***** Texto fornecido *****

A Gugu, a Pedagogia e o Poder da Aprendizagem

“Olá, sou eu. Queria falar contigo”

Uma mensagem do WhatsApp que parece banal, mas não é.

Tenho uma tia-avó com 91 anos e glaucoma, praticamente invisual. Deixou de atender o telefone porque não vê os botões. Também não consegue telefonar a ninguém. Passa grande parte do dia sozinha. Tem uma memória incrível e uma personalidade encantadora. Recordo-me desde sempre do seu sorriso fácil e do seu abraço apertado.

Depois da comemoração dos 91 anos e da perceção dos seus desafios de comunicação, convidei-a para passar uma semana comigo e trabalharmos numa solução. Preparei a chegada com semanas de antecedência, um telemóvel específico, testei dezenas de apps de acessibilidade e acabei por avançar com o Gemini.

Fui buscá-la e começou a nossa aventura. Pensei que ia conseguir manter o ritmo de trabalho habitual, mas rapidamente percebi que não. Tudo certo. Adaptei-me. E ainda bem. Ouvi histórias da minha mãe, da minha avó. A memória impecável. As partilhas sentidas. A vulnerabilidade partilhada.

O plano era treinar um bocadinho todos os dias com tranquilidade. Primeiro dia, primeiro obstáculo: dizer “Hey Google” rápido parece fácil, mas não é, de todo. Desesperada, fui ao Reddit e encontrei a solução “Gugu também dá”. Resultou. Temos Gugu!

Assim foi. Primeiro, pedidos simples: “Hey Gugu, que horas são?” “Hey Gugu, que dia é hoje?”. Depois fazer chamadas, enviar mensagens e ouvir mensagens recebidas. A Gugu só não atende chamadas (ainda) mas demos a volta decorando o sítio onde aparece “o verdinho”.

***** Material fornecido *****

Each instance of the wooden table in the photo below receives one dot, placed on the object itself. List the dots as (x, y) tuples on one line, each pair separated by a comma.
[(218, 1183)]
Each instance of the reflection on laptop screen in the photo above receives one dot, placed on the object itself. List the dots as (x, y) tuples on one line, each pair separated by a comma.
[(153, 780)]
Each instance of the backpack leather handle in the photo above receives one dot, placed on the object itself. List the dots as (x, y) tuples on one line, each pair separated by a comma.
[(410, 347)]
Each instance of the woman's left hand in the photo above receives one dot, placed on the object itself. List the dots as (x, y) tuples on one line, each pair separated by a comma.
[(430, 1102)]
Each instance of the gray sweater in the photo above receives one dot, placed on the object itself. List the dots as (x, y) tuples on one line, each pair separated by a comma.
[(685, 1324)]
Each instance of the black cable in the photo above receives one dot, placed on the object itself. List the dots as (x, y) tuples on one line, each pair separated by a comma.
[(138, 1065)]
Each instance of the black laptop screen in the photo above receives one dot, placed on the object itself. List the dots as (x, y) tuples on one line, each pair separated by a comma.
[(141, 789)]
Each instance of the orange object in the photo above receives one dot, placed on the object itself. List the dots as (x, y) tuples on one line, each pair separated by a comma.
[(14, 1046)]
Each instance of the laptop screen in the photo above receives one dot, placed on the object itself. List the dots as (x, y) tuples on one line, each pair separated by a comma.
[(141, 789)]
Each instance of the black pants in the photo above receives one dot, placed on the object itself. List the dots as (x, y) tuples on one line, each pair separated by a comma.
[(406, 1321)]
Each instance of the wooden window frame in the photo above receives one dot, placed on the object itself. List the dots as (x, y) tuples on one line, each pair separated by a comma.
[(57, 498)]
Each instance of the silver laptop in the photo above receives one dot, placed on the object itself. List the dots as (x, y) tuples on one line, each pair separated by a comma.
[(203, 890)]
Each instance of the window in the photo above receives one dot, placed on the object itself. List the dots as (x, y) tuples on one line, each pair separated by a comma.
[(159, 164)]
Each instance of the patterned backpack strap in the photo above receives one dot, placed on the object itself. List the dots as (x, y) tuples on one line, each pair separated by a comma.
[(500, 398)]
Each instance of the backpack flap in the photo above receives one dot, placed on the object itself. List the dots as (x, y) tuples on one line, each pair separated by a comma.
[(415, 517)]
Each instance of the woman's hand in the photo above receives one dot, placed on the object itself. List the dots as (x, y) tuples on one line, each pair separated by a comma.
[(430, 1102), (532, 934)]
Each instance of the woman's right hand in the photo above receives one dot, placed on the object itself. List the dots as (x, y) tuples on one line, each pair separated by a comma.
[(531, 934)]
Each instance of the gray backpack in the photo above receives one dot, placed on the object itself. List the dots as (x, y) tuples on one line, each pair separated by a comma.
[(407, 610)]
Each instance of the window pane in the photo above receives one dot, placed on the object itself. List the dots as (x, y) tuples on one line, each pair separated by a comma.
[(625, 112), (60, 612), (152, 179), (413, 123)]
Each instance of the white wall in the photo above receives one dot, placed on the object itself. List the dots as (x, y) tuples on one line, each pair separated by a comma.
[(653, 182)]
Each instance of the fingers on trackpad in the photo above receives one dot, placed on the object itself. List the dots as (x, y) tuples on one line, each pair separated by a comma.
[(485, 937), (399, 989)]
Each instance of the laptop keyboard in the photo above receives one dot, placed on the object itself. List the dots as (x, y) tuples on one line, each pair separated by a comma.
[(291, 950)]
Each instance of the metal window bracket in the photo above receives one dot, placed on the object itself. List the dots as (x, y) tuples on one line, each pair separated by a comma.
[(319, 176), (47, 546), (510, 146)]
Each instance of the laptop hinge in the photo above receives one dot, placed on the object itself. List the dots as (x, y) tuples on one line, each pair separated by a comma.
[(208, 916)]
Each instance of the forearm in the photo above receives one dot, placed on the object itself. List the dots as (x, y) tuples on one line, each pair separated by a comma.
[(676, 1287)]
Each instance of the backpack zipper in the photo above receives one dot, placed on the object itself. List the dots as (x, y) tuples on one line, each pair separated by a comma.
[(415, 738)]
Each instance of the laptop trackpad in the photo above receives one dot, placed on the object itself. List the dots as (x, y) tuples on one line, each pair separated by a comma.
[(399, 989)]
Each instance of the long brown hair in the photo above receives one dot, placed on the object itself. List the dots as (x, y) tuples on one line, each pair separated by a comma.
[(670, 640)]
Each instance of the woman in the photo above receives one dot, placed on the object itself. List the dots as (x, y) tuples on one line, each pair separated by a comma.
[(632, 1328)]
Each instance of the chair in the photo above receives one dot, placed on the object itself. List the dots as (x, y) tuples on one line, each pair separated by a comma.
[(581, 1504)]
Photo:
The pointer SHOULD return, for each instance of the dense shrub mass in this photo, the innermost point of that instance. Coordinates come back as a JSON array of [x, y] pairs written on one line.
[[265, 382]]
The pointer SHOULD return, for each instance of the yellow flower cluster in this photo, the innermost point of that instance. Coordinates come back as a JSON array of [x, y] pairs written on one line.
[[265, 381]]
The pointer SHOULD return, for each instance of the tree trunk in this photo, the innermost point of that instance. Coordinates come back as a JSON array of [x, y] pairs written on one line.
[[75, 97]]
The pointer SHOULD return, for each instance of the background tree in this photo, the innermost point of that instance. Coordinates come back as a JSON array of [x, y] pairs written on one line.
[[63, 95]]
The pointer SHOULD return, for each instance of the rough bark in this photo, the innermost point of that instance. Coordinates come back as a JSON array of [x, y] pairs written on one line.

*****

A fazer: Segundo o texto fornecido, porque é que a tia-avó deixou de atender o telefone?

Espaço de resposta: Porque não vê os botões.